Immediately thereafter, the Knesset passed the Economic Arrangements Law first reading with the same. This vote also absent Economy Minister Deri.

The Economic Arrangements Law includes all the necessary changes in legislation needed to implement the measures the government wants to enact as part of the state budget. A new economic arrangements act has been presented annually to the Knesset since 1985, adjacent to the state budget proposal. The law is a set of proposed changes in many areas, each of which requires special legislation. Instead of drafting a bill on every individual subject, the government packs all those provisions in a single bill.

The state budget for 2015 will reach $84 billion, and $89 billion in 2016. The deficit target in 2016-2015 would be 2.9% of GDP. For comparison, Israel’s next door neighbor, Jordan, with roughly the same size population — about 8 million — has an annual budget of $10.5 billion.

A senior Shas official explained that Shas MKs approached Minister Aryeh Deri Wednesday night and expressed anger that the issue of the zero VAT on essential products has not been finalized with Finance Minister Moshe Kahlon, despite having been agreed on at the cabinet budget meeting. At a consequent meeting with his faction members, Deri ordered them to vote for the budget in the first round, but threatened that if the zero VAT legislation would not come through, the Shas faction would not support the budget.

Deri, who was absent from the vote, struck an offset deal with an opposition member who committed to also abstain. Altogether, the MKs did not permit the fact that not all coalition members were on hand at the vote to be turned into a consequent vote of no confidence, since such an attempt would have ended in little more than theatrics. On Wednesday night, MKs were more interested in addressing real issues.

# What to do
Please copy word for word the part of the budget article above that opens with "Deri, who was" and closes with "addressing real issues.".

# Given records
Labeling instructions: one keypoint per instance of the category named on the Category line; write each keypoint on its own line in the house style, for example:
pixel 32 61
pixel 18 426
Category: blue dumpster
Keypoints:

# Final result
Deri, who was absent from the vote, struck an offset deal with an opposition member who committed to also abstain. Altogether, the MKs did not permit the fact that not all coalition members were on hand at the vote to be turned into a consequent vote of no confidence, since such an attempt would have ended in little more than theatrics. On Wednesday night, MKs were more interested in addressing real issues.